**REQUIRED ACTION**
Extend the article on saving energy and money with pools, picking up right after its final sentence about liquid pool covers.

When It Comes to Pools, Saving Energy Saves Money
A lot more than water can go down the drain with a pool that isn’t utilizing its strengths. There are a few ways to save a dollar or two that may just save a few trees in the process. Alaina Jarrell, the assistant general manager of Stafford Hills Club in Tualatin, Oregon, provided some insights into pinching your pool’s pennies, without having to dive for them at the bottom of the pool.
The first area to evaluate is the type of maintenance equipment you are using. One way to really cut down on unnecessary overhead costs is to take a look at your energy conservation. “The sun eats up chlorine,” said Jarrell, of Stafford’s outdoor pool. Although costly upfront, investing in a pool blanket or cover can not only save water and heat costs down the road, but it also may result in a tax write-off.
When it comes to pool covers there are several different types to consider: automatic and vinyl safety covers, plastic bubble covers and liquid solar pool covers. The first two of these are thick, tarp-like stretches of material that cover pools when they are not in use, in order to insulate and prevent constant water evaporation.
Water evaporation sucks up heat, which leads to an increased need for energy to reheat the pool, as well as add more chlorine back in. “We have an automatic pool cover,” said Jarrell. “Our pool is outdoors, and it gets covered nightly. This helps to keep the evaporation at bay. It helps with the costs of heat as well as chlorine.” Outside of labor costs to cover and uncover the pool daily, if a manual blanket is purchased, savings can still total close to $11,000 in energy costs per year.
Contrary to its name, liquid pool covers such as Heatsavr, don’t actually cover water. Instead, these products can automatically be set to dispense one ounce of formula per 400 square feet of surface area per day. This means you don’t have to physically do much, and it leaves your pool open, which can be more aesthetically pleasing. Meanwhile, it saves up to 50 percent of your average water loss by helping maintain the average temperature of the water.

**DATA EXTRACT**

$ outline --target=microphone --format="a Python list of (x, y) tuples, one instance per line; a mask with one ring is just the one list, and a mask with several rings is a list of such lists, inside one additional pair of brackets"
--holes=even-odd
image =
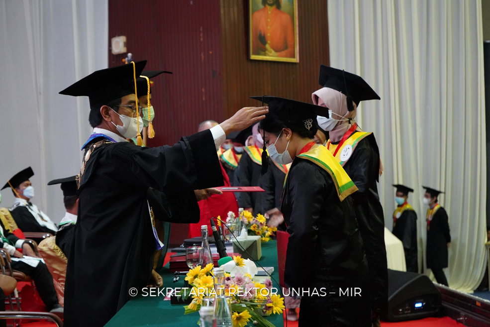
[(211, 218), (210, 220), (211, 229), (213, 230), (213, 236), (214, 237), (214, 243), (216, 243), (216, 248), (218, 250), (218, 254), (219, 255), (220, 258), (224, 258), (228, 256), (228, 254), (226, 254), (226, 248), (224, 246), (224, 242), (221, 239), (219, 232), (216, 228), (216, 225), (214, 224), (213, 218)]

**RESULT FOR THIS TASK**
The pool systems at Stafford Hills are especially unique in their heating methods. “The system pulls water and runs it up and through the panels on the roof to help heat the water through solar energy,” said Jarrell. “It’s smart enough to keep the temperature at a specified degree [80-83 degrees]. So if it’s too warm it will cool the water down, but if it’s too cold it will pull from that solar heat.” Since Stafford Hills is taking advantage of energy and heat created by the sun, it doesn’t have to spend nearly as much to keep the pool heated.
A final energy-conserving step aquatic facilities could take is the installation of an ultra-violet (UV) water cleaning system. This kind of system uses ultra-violet light to kill bacteria. “We use an ultra-violet system on our Splash Pad,” said Jarrell. The Splash Pad is a circular, recreational fountain-like area on the pool deck. “It is recommended to use the UV system on top of regular filtration because of [the Splash Pad’s] popularity with younger children.” Because of its need for a little extra cleaning, the Splash Pad has its own filtration system and chlorinator.
UV cleaning systems only require a tenth of the current chlorine used in an average pool, so it would not only save a few thousand dollars in chemical costs a year, it also requires less electricity for heating. Therefore, it saves even more energy, and in turn, money. “The UV light puts off enough energy to heat the water to a comfortable level.”
While many of these upgrades have a high up-front cost associated with them, which can scare off aquatic operators, most of these upgrades pay for themselves very quickly through tax credits and typical aquatics energy bills. “The initial cost is always a little higher, but long term it may save on chemical components and more,” said Jarrell.